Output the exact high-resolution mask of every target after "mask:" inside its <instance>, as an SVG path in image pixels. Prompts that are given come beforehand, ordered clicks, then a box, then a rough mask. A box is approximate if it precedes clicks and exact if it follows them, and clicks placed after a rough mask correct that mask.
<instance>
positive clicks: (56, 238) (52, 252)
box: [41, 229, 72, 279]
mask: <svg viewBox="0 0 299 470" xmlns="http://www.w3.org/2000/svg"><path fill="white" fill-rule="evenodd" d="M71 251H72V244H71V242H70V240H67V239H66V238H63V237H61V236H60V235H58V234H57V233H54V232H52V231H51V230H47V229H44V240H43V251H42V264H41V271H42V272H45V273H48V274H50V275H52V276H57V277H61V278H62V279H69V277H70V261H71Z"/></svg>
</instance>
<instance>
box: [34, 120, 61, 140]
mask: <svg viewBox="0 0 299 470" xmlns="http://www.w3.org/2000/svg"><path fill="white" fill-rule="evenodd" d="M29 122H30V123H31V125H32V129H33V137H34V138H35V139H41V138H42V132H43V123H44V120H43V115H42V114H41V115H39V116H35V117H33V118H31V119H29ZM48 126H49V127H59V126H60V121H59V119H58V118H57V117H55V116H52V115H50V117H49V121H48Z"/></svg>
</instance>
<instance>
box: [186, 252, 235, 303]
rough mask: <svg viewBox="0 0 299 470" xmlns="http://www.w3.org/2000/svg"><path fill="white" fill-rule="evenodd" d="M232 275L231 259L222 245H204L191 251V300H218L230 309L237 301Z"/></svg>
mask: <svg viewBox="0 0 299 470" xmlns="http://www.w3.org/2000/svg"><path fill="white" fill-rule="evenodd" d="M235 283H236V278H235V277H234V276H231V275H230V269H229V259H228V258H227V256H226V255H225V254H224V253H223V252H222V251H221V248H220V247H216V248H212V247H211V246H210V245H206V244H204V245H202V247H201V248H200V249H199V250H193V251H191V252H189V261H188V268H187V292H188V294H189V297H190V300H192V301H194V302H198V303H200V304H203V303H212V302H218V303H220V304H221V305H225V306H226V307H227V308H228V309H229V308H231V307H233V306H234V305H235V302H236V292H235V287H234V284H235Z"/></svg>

——

— Try it —
From the line containing "box: [34, 120, 61, 140]" to the last line above, repeat every line exactly and nothing else.

— Completed task —
box: [34, 120, 61, 140]
mask: <svg viewBox="0 0 299 470" xmlns="http://www.w3.org/2000/svg"><path fill="white" fill-rule="evenodd" d="M29 122H30V123H31V125H32V129H33V137H34V138H35V139H41V138H42V132H43V123H44V120H43V115H42V114H41V115H39V116H35V117H33V118H31V119H29ZM48 126H49V127H59V126H60V121H59V119H58V118H57V117H55V116H52V115H50V117H49V121H48Z"/></svg>
</instance>
<instance>
box: [186, 252, 235, 303]
rough mask: <svg viewBox="0 0 299 470" xmlns="http://www.w3.org/2000/svg"><path fill="white" fill-rule="evenodd" d="M232 275L231 259L222 245H204L191 251V300H218L230 309L237 301Z"/></svg>
mask: <svg viewBox="0 0 299 470" xmlns="http://www.w3.org/2000/svg"><path fill="white" fill-rule="evenodd" d="M235 283H236V278H235V277H234V276H231V275H230V269H229V259H228V258H227V256H226V255H225V254H224V253H223V252H222V251H221V248H220V247H216V248H212V247H211V246H210V245H206V244H204V245H202V247H201V248H200V249H199V250H193V251H191V252H189V261H188V268H187V292H188V294H189V297H190V300H192V301H194V302H198V303H200V304H203V303H212V302H218V303H220V304H221V305H225V306H226V307H227V308H228V309H229V308H231V307H233V306H234V305H235V302H236V292H235V287H234V284H235Z"/></svg>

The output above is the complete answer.